** Data records follows **

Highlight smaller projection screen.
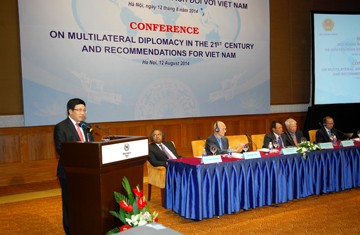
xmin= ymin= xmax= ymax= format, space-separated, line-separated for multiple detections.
xmin=311 ymin=11 xmax=360 ymax=105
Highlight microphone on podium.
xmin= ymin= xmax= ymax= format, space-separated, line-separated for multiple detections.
xmin=79 ymin=122 xmax=93 ymax=133
xmin=95 ymin=124 xmax=111 ymax=136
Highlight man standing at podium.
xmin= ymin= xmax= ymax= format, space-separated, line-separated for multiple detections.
xmin=54 ymin=98 xmax=94 ymax=235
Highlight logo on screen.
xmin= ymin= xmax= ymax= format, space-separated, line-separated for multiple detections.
xmin=322 ymin=18 xmax=334 ymax=31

** End of Data records **

■ Task to carry out:
Nothing but the lines from the one that contains "Highlight microphone on podium." through the end of the listing above should be copied, each exactly as written.

■ Solved exercise:
Highlight microphone on podium.
xmin= ymin= xmax= ymax= format, space-separated, line-separated for multiple detections.
xmin=79 ymin=122 xmax=93 ymax=133
xmin=95 ymin=124 xmax=111 ymax=136
Highlight man standing at podium.
xmin= ymin= xmax= ymax= format, space-separated, line-separated for multiple detections.
xmin=54 ymin=98 xmax=94 ymax=235
Highlight logo on screen.
xmin= ymin= xmax= ymax= format, space-separated, line-separated for multiple detections.
xmin=322 ymin=18 xmax=334 ymax=31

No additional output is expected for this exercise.